▶ 課題の詳細: イスラエル建国の経緯とシオニズムを扱った文章を、最後の文のあとから引き継いで書き進めてもらえますか？

▶ 提示文章:

================

トータル約120分の動画を観て学んだことの一部を、文章としてシェアしたいと思います。
2023年10月7日から半年の今日、おそらくいつもより多くの報道がされると思います。
でも、10月7日に何があったかやそこから何が起きたかではなく、なぜ、どのような経緯があって、10月7日を迎えたのか。そのことをわたしは数日前まできちんと理解をしていませんでした。

パレスチナのこと、ガザのこと、気にはなっている。大変なことが起きていることはわかる。でも何が何だか、よくわからない、何から知ればいいのか。そういう人の関心がきっと少し高まる今日だからこそ、できることをしたいと思いました。

動画を観る方が理解を進めると思いますが、まず文章の方が触れやすいという人もいると思ったこと、明後日とかではなく今日何かをすることの力がある気がして、動画で伝えられていたことの一部を文章化したもの(一言一句ではありません)を下記に掲載します。

わたしがこの動画を通してパレスチナの歴史的文脈を知って、考えたこと、こういう発信をするにあたって前提としたい考え方は次の記事に投稿します。


動画において伝えられた4つの内容

・現在起きていることはジェノサイドであるということ
・日本のメディアは、イスラエルの主張をそのまま報じ、現在起きていることばかりを報じ歴史的文脈を報じないことで、ジェノサイドに加担しているということ
・イスラエルは入植型植民地国家であるということ、アパルトヘイト国家であるということ
・イスラエルはずっと国際法違反の戦争犯罪をしてきているが、裁かない伝統があるということ


■建国の発端は、ホロコースト後のユダヤ人難民の発生


・イスラエルは1948年に建国された
・1945年にアウシュビッツが解放された。それまでに600万人のユダヤ人が亡くなったが、生き延びた人たちはどうなったか。生き延びたが、故郷(ヨーロッパの各地やアメリカ)に帰ると、クリスチャンがいて入れなかった。ポーランドでは戻った村で集団虐殺が起こったこともあった。親族のいるアメリカに渡りたいと思っても、当時アメリカは新規移民を受け入れていなかった。そのことから、連合軍占領下のドイツや東欧で、25万人のユダヤ人難民が生まれた。

・国際連合は、ヨーロッパのユダヤ人問題をどうするかという課題に直面する。そこで出たのが、パレスチナを分割して、ヨーロッパのユダヤ人国家をつくろうということ。
ヨーロッパのユダヤ人が住むところとしてなんでアラブ人が住んでいるパレスチナに作ろうとなるのか?分割って?という話になる。ここで持ち出されたのが、シオニズムという思想だった。

■「ユダヤ人」が受けてきた差別の歴史。シオニズムとは


・シオニズムとは、19世紀の終わりに提唱された、パレスチナにユダヤ国家をつくろうとする政治的なプロジェクト
・そもそもユダヤ人はヨーロッパにおいて歴史的に差別をされてきたが、そのはじまりは宗教的な観点からだった。神が絶対的だった時代において、クリスチャンではない、イエスが救世主だとみとめないという点から差別された(宗教的な理由での差別)

================

▶ 提供データ:
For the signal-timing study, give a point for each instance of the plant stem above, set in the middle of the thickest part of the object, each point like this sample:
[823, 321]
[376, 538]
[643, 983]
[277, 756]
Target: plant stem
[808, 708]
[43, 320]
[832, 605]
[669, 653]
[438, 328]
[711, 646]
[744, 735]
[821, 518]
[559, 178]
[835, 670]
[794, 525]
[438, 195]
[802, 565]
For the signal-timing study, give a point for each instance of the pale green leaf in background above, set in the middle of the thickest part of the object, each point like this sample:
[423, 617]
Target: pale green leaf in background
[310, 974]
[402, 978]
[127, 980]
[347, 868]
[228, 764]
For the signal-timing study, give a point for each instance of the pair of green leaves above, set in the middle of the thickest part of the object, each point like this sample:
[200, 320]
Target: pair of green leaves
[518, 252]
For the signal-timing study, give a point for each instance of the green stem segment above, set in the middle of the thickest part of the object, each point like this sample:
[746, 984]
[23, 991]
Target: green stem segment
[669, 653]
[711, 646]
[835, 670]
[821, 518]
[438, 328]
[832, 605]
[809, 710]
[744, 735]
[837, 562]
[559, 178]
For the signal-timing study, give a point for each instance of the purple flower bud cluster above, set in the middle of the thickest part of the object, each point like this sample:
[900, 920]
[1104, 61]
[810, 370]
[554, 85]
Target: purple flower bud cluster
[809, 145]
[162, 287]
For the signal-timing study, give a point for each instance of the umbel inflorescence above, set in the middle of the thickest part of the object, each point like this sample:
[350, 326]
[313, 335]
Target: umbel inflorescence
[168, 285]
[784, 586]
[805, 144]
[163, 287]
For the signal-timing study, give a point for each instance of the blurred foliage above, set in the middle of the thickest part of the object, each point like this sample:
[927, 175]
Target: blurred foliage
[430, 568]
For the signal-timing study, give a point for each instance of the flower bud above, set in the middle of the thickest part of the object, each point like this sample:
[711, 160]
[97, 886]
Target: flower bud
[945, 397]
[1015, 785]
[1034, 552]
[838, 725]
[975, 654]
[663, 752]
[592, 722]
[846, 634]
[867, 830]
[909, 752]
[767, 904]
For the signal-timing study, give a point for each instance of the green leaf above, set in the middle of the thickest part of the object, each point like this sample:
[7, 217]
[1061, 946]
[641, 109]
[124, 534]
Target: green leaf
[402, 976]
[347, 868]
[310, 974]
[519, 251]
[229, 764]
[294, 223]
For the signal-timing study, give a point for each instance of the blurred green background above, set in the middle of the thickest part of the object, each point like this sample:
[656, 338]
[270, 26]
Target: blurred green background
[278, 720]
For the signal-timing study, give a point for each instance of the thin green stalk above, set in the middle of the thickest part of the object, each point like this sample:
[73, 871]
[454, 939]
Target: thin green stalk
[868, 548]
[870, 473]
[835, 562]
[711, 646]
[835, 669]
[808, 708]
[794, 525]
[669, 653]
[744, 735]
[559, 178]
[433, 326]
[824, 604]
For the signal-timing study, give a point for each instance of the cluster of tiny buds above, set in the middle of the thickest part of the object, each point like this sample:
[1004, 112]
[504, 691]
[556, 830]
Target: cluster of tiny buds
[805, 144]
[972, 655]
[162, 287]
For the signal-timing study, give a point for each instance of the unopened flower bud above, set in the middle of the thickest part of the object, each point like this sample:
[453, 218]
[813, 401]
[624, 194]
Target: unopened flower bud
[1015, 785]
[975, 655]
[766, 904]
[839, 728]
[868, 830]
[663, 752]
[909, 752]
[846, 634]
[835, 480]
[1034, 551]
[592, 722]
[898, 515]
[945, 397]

================

▶ 記述解答:
・しかし近代になり、神が絶対的だった時代から市民社会に移行していくと、信仰については内面の問題になり、問われなくなっていった。ユダヤ人差別は克服され、平等になるように見えた。それぞれの国(たとえばドイツとかフランスとか)に同化して生きていけば、ユダヤ人も権利を奪われずに生きていけるのではないかと。
・でもそうではないのだと、同化したユダヤ系知識人が失望する事件が起きた。それがドレフュス事件(1894)。ドレフュス事件とは、ユダヤ系のドレフュスという軍人が冤罪で終身刑にされた事件。フランスにおいて、国のために命を捧げるという軍人になってまで同化しても、「ユダヤ人である」ということで冤罪をきせられ、終身刑になるということ。それは、差別の理由が信仰の問題から血の問題になっていったということだった。(ユダヤ人という概念が、ユダヤ教を信仰している人ではなく、ユダヤ人の血を引いている人ということになった。ナチスは、たとえユダヤの血を引く人がカトリック教や無神論だとしても、血を理由に、600万人を殺害した)
近代市民社会になろうと、ヨーロッパから反ユダヤ主義はなくならないのなら。真にユダヤ人が人間的に解放されるためには、ユダヤ人のユダヤ人によるユダヤ人のためのユダヤ人国家をつくるしかないと、ヘルツルという人が提唱する。(1896)
・翌年、第1回世界シオニスト会議が開かれ、パレスチナにユダヤ人国家をつくろうという案が採択、決議され、入植活動が始まった。

■だが当時、シオニズムは人気がなかった。

①敬虔なユダヤ教徒にとっては、シオニズムはユダヤ教の否定になると考えたため。
※ユダヤ人が世界に離散してどこの国でもマイノリティとして様々な差別にあうというのは、神がユダヤ人に与えた試練である。その試練を甘受しながらユダヤ教徒として神の教えにそって生きていれば、いつの日か神はメシア(救世主)をつかわして、我々をパレスチナに戻してくれるというのが、少なくとも紀元移行のユダヤ教の教え。神がまだメシヤを遣わしてもいないのに、帝国の軍事力を背景にして人為的にディアスポラ(離散状態)に終止符を打つのは、ユダヤ教の否定になる。ユダヤ人とはユダヤ教の教えを信じて守る人のことなのだから、シオニストはユダヤ人ではないとまで考えた。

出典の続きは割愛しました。